* [PROVIDED TEXT]

The Iowa loss is not especially surprising to anyone; Penn State was drifting a little downward with each week all year.

I think it's even money that Penn State also loses to Michigan State and ends up yet again in the Penn State Beats Up an SEC Team Bowl Presented by Outback, to lay the wood to Georgia. That'll be fun.

11
by DMP (not verified) :: Tue, 11/11/2008 - 12:57pm

I would put this question out to all: would you rather your team

a) finish 12-1 or 13-1 with a loss during the season, but a win in the non-championship BCS game;
b) finish 12-1 or 13-1 with a final loss coming in the BCS championship game
c) finish 13-0 or 14-0 with a win in the non-championship BCS game (and forever be able to cry foul, probably treating this as your own championship season within the fan base)

I don't see any Ohio State or Oklahoma fans complaining, but we did see Auburn and Utah fans complain. Would they have rather have a loss? I'll leave out what I think between option (b) and (c). I'd like to know who would take option (a) over the other two.

14
by Greg (not verified) :: Tue, 11/11/2008 - 3:21pm

Oh, we buckeyes complain, but not about being there - about our teams getting blown out.

Its ridiculous to think I'd rather watch my team in some BCS bowl OTHER than the national title game, for fear of losing. Fear of losing and looking bad? I got numb to that in High School.

I also think its ridiculous to punish anyone from 2008 for what their conference did in 2007. Or 2006. Or 05, etc... Each year is independent of the previous, especially in college football, where the talent is turned over constantly...

12
by mrh :: Tue, 11/11/2008 - 1:59pm

Assuming for a moment that OU beats TT and TX gets the tiebreaker and wins the B12 and thae OSU (West Coast edition) loses and USC gets the PAC10 bid, then we might have TX, USC, Penn St, the Big East and the ACC champs in the BCS mix. Assume FL and AL split the SEC bid and an at large bid and OK gets another at large bid. Utah and Boise St go unbeaten.

Why would a bowl NOT take OU vs Boise St? I understand the ticket sales issue and what hard core college football fans might prefer. But I suspect an OU-Boise St rematch would attract far more TV viewers than just about any other matchup on offer - my data set being 1, me, a casual follower of the college game who probably will watch very few bowl games except the championship. But I'd tune in for an OU-Boise St rematch.

* [PROBLEM TO WORK ON] Could you write what comes next in the 2008 college football bowl discussion, picking up after its last comment? The data that follows is separate material with no connection to the college football discussion.

* [STORED DATA]
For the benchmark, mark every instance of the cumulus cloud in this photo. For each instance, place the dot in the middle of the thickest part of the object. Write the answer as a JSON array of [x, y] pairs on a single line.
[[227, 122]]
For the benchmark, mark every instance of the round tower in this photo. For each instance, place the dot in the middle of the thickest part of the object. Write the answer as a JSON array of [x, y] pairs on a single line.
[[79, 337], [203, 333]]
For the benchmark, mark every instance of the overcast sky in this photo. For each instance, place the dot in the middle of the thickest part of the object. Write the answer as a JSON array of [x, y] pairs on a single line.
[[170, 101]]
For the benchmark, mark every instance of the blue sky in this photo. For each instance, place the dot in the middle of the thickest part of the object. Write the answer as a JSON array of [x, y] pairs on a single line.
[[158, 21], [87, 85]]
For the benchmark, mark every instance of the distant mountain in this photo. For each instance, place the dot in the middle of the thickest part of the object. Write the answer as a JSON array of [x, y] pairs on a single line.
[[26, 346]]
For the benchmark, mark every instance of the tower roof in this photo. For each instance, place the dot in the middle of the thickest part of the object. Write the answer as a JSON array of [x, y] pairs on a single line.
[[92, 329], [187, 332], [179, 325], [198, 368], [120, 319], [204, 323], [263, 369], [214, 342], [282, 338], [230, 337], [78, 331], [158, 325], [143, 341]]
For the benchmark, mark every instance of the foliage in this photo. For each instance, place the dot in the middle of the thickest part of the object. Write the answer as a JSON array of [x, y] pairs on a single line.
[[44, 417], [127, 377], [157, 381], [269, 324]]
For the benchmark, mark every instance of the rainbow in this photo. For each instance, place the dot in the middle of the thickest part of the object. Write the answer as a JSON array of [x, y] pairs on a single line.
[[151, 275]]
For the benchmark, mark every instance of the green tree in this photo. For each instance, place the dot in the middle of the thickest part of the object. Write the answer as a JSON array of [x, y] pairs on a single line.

* [RESULT]
15
by DangerGnat :: Tue, 11/11/2008 - 4:13pm

I'm surprised by the general level of disbelief in Texas Tech. The comments here, and writers around the country, seem to be talking about the 3-way tie scenario as if it's a certainty, or at least more likely than Tech winning out. As an Oklahoma fan, I'd like nothing more than to see the Sooners somehow make it to the title game, but NO ONE has stopped, or even slowed down Tech's offense. And Oklahoma's strength this year is definitely not on the defensive side of the ball. Realistically, I think Tech has a very good chance of beating OU, even with the game in Norman.

16
by Unverified Telamon (not verified) :: Tue, 11/11/2008 - 4:27pm

I think the issue here is that if Tech wins out, they go to the championship game. End of discussion.

For columnists, it takes a lot more than that to reach quotas.

20
by Kevin Eleven :: Tue, 11/11/2008 - 10:11pm

Well put.

I actually enjoy columnists putting up "what if?" scenarios, but I hate it when they basically say "if X, Y, Z, A and B happen no one will know what two teams to put in and HA HA HA this proves my whole point that we need a playoff and didn't I write this exact column last year and the year before yes I did but let's not talk about that".

Anyway, with Penn State's loss we've eliminated the chance of someone allegedly getting "screwed". No matter who the third best team is- the last one left out of the BCS Championship Game- that team controlled it's own destiny.

17
by Deadball (not verified) :: Tue, 11/11/2008 - 4:43pm

I don't take it as a lack of faith in Tech, so much. It's just that they have to run a gauntlet that could make even a great team stumble.

21
by Kibbles :: Sat, 11/15/2008 - 8:24am

The Las Vegas Sports Consultants think Oklahoma is a better team than Tech, and the game is in Oklahoma. I don't think it's that surprising that a lot of people think Oklahoma will win it.

I won't be surprised of Tech wins, but I do think Oklahoma is a deserved favorite.